Text section start

Thunderstorm with the Death of Amelia 1784 by William Williams active 1758-1797

Thunderstorm with the Death of Amelia, by William Williams, 1784. Photograph © Tate (CC-BY-NC-ND 3.0).

 

Readers may recall an earlier nod to William Topaz McGonagall, widely considered to be the worst published poet in British history.  McGonagall, best known for his widely-excoriated verse recounting of “The Tay Bridge Disaster,” distributed his poems, often about momentous events, on handbills and performed them publicly (often, it is reported, to cat calls and thrown food).  And he collected his verse into volumes including Poetic Gems, More Poetic Gems, Still More Poetic Gems, Further Poetic Gems, and Yet Further Poetic Gems.  Imagine your correspondent’s surprise and delight to find a learned appreciation of McGonagall’s place in poetic history:

Not unjustly, McGonagall is rarely mentioned without an epithet: some version of “the worst poet in the English language.” And by any reasonable account, any judgment based on the most universally shared values of poetics, prosody, and taste, there is little to admire in McGonagall. The rest of his corpus shares—replicates, really—the faults of “The Tay Bridge Disaster”: its lapses into bathos, its involuted syntactical structures, its rhymes so slanted as to be more or less horizontal.

Text section end

The problem :: Copy out the full text on the poet William Topaz McGonagall, keeping every word and punctuation mark unchanged.

Stored data start

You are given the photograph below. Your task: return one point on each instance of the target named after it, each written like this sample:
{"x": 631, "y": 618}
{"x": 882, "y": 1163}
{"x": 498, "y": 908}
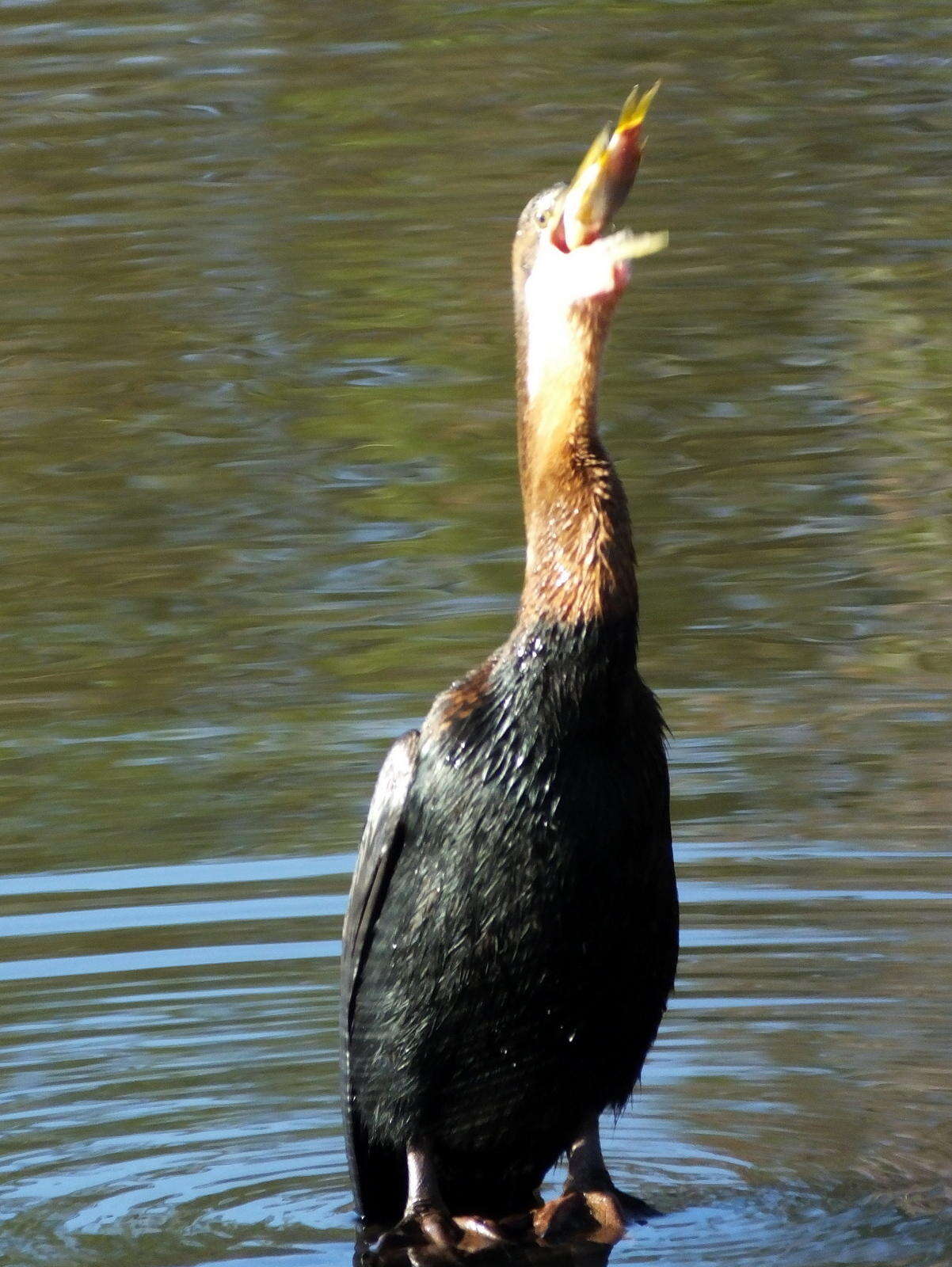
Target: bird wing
{"x": 379, "y": 849}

Stored data end

Task answer ::
Thunderstorm with the Death of Amelia 1784 by William Williams active 1758-1797

Thunderstorm with the Death of Amelia, by William Williams, 1784. Photograph © Tate (CC-BY-NC-ND 3.0).

 

Readers may recall an earlier nod to William Topaz McGonagall, widely considered to be the worst published poet in British history.  McGonagall, best known for his widely-excoriated verse recounting of “The Tay Bridge Disaster,” distributed his poems, often about momentous events, on handbills and performed them publicly (often, it is reported, to cat calls and thrown food).  And he collected his verse into volumes including Poetic Gems, More Poetic Gems, Still More Poetic Gems, Further Poetic Gems, and Yet Further Poetic Gems.  Imagine your correspondent’s surprise and delight to find a learned appreciation of McGonagall’s place in poetic history:

Not unjustly, McGonagall is rarely mentioned without an epithet: some version of “the worst poet in the English language.” And by any reasonable account, any judgment based on the most universally shared values of poetics, prosody, and taste, there is little to admire in McGonagall. The rest of his corpus shares—replicates, really—the faults of “The Tay Bridge Disaster”: its lapses into bathos, its involuted syntactical structures, its rhymes so slanted as to be more or less horizontal.